Stored dataset records:
◇ ◇ ◇

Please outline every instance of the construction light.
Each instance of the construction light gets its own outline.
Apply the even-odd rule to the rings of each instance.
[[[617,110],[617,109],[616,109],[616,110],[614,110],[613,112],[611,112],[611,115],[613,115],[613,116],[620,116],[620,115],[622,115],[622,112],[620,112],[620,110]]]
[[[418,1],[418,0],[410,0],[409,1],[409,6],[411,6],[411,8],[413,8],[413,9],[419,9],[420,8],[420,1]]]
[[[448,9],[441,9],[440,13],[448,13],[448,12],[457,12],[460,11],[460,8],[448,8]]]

◇ ◇ ◇

Rewrite every line of the records, leaving the requests unchanged, and shift each polygon coordinate in the outlines by adding 145 to it.

Please outline every instance of the construction light.
Each instance of the construction light gets its own outline.
Apply the even-odd rule to the rings of each instance.
[[[762,255],[762,254],[761,254],[761,255],[759,255],[758,257],[756,257],[756,260],[758,260],[758,261],[765,261],[765,260],[767,260],[767,257],[765,257],[765,255]]]
[[[563,146],[563,145],[555,145],[554,146],[554,151],[556,151],[556,153],[558,153],[558,154],[564,154],[565,153],[565,146]]]
[[[593,154],[586,154],[585,158],[593,158],[593,157],[602,157],[605,156],[605,153],[593,153]]]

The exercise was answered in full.